**EXCERPT TO READ**

You may opt for this strategy to take advantage of a higher standard deduction when you combine your incomes on the same return. On 2021 tax returns, the standard deduction for couples filing jointly will be $25,100.
The deduction can significantly reduce taxable income if one spouse makes significantly more than the other, or if one spouse doesn’t work at all.
Filing jointly will give you access to certain tax credits such as the earned income tax credit or the child and dependent care credit.
Filing as head of household
If your divorce was finalized before Dec. 31 of the tax year, another option is to file as head of household.
This filing option allows you to claim a larger standard deduction — for 2021, that figure will be $18,800. This category also allows taxpayers to earn more income before they fall into a higher tax bracket.
Even if your divorce wasn't finalized by Dec. 31, you may still qualify as a head of household on your 2021 taxes. To meet the requirements, you and your spouse must have stopped living together during the first six months of the tax year, and you paid more than 50% of the cost of maintaining the family home for the year.
You’ll also need at least one dependent. Typically, that means a child, but other relatives also can fit the description.
If you claim head of household filing status, you’ll need to file a separate return from your former spouse.
Filing taxes after a divorce: Who can claim the kids?

**PROMPT**
From the passage on filing taxes after a divorce, pull out the wording from "This filing option" to "fit the description." and reproduce it unchanged.

**PROVIDED INFORMATION**
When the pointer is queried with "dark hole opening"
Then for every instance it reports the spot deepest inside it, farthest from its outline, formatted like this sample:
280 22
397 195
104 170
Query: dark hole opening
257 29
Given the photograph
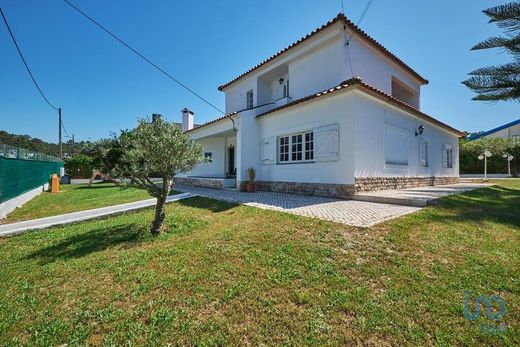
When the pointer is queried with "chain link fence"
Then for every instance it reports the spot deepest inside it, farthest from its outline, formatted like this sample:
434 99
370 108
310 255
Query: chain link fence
22 170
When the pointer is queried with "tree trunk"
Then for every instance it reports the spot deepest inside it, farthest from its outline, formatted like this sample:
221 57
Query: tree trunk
159 207
159 216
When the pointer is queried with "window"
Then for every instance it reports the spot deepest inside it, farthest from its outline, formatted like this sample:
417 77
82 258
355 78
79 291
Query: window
309 146
284 148
447 156
396 146
423 153
249 99
296 147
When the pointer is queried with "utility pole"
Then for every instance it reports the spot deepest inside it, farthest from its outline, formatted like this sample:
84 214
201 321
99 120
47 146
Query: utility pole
59 134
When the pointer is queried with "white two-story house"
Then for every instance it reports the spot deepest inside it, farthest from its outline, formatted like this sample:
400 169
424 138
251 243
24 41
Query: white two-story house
331 114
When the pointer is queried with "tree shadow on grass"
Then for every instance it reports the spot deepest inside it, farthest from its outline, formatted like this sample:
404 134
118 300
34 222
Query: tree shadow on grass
96 240
496 204
208 204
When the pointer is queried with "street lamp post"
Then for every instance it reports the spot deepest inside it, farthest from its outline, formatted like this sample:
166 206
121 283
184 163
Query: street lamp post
508 157
484 156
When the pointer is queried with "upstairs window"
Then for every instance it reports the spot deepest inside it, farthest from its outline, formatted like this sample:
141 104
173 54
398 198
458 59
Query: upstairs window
296 148
423 153
249 99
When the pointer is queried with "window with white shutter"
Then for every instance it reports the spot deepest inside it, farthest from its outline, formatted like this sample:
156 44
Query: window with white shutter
296 148
269 151
326 143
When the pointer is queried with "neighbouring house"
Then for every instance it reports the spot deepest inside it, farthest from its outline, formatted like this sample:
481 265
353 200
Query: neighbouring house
332 114
506 131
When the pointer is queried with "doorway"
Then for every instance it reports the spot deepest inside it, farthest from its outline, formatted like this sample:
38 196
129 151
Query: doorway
231 162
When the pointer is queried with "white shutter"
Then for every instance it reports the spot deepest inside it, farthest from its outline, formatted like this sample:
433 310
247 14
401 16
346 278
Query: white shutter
269 151
326 143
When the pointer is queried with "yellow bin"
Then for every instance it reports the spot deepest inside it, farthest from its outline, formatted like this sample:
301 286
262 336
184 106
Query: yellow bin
55 184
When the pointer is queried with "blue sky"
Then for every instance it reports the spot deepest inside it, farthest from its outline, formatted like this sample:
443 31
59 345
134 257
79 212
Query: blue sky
103 87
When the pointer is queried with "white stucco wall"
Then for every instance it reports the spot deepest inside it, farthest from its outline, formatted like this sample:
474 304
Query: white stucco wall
506 133
320 63
218 146
318 70
372 118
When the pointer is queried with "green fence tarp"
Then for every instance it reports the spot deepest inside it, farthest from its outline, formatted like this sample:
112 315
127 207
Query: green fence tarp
18 176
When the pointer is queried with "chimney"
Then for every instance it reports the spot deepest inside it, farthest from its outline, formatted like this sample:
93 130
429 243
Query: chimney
187 119
155 117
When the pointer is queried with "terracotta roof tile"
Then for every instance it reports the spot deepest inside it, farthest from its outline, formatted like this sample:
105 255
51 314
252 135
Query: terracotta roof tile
339 18
213 121
356 82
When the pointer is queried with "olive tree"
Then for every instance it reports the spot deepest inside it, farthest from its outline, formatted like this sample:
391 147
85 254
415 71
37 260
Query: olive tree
157 149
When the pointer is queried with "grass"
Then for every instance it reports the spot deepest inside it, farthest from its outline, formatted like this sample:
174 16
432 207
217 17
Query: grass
73 198
224 274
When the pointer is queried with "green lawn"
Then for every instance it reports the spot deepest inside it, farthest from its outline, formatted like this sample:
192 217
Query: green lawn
235 275
75 197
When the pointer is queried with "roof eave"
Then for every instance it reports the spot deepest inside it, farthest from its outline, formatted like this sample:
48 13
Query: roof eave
339 18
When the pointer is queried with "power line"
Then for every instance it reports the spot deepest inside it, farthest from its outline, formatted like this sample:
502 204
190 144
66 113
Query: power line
25 62
64 130
142 56
347 42
363 14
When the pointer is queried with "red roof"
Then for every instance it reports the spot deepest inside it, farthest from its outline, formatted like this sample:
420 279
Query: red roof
356 82
339 18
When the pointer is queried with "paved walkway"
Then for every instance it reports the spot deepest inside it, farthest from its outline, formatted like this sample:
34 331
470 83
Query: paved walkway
419 197
350 212
356 213
41 223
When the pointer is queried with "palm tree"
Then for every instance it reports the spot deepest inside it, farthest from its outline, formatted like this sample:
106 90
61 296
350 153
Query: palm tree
500 82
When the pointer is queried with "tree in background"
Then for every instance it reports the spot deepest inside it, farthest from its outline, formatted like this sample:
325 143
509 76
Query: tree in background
470 150
157 148
500 82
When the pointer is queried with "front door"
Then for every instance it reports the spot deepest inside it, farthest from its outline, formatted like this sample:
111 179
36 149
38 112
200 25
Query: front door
231 162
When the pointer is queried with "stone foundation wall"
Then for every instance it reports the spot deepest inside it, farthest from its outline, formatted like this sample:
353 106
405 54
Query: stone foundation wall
197 182
367 184
317 189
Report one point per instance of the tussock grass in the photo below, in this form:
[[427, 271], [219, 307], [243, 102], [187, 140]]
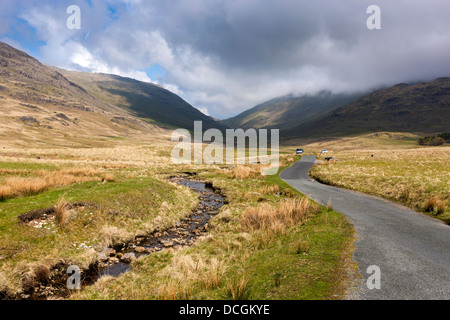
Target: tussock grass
[[61, 212], [14, 187], [268, 218], [417, 178], [246, 172]]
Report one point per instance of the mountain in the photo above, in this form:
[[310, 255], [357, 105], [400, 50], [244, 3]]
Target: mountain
[[46, 106], [144, 100], [419, 108], [290, 112]]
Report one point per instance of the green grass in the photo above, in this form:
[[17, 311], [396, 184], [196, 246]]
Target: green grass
[[129, 205], [273, 270]]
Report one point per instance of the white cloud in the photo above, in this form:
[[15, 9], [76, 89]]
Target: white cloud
[[226, 56]]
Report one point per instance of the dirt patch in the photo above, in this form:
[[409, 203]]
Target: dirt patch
[[43, 214]]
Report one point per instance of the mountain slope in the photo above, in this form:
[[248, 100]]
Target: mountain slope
[[41, 107], [289, 112], [47, 106], [144, 100], [416, 108], [420, 108]]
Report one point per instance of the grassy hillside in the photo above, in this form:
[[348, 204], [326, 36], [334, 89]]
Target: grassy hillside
[[423, 107], [144, 100], [41, 107], [289, 112], [416, 108]]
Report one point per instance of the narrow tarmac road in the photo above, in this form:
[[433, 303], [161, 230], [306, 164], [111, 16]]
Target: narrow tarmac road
[[411, 250]]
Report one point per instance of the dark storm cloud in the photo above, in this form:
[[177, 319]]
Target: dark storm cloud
[[230, 55]]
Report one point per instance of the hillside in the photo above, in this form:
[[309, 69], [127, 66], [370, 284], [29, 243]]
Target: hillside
[[417, 108], [47, 106], [144, 100], [289, 112]]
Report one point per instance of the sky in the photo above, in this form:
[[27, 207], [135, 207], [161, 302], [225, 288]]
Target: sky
[[226, 56]]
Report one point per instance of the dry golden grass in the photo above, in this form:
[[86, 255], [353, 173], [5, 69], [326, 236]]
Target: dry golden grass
[[61, 212], [25, 186], [186, 270], [269, 189], [272, 219], [418, 178], [246, 172]]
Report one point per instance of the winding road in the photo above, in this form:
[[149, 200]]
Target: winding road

**SOLVED EXERCISE**
This filing option allows you to claim a larger standard deduction — for 2021, that figure will be $18,800. This category also allows taxpayers to earn more income before they fall into a higher tax bracket.
Even if your divorce wasn't finalized by Dec. 31, you may still qualify as a head of household on your 2021 taxes. To meet the requirements, you and your spouse must have stopped living together during the first six months of the tax year, and you paid more than 50% of the cost of maintaining the family home for the year.
You’ll also need at least one dependent. Typically, that means a child, but other relatives also can fit the description.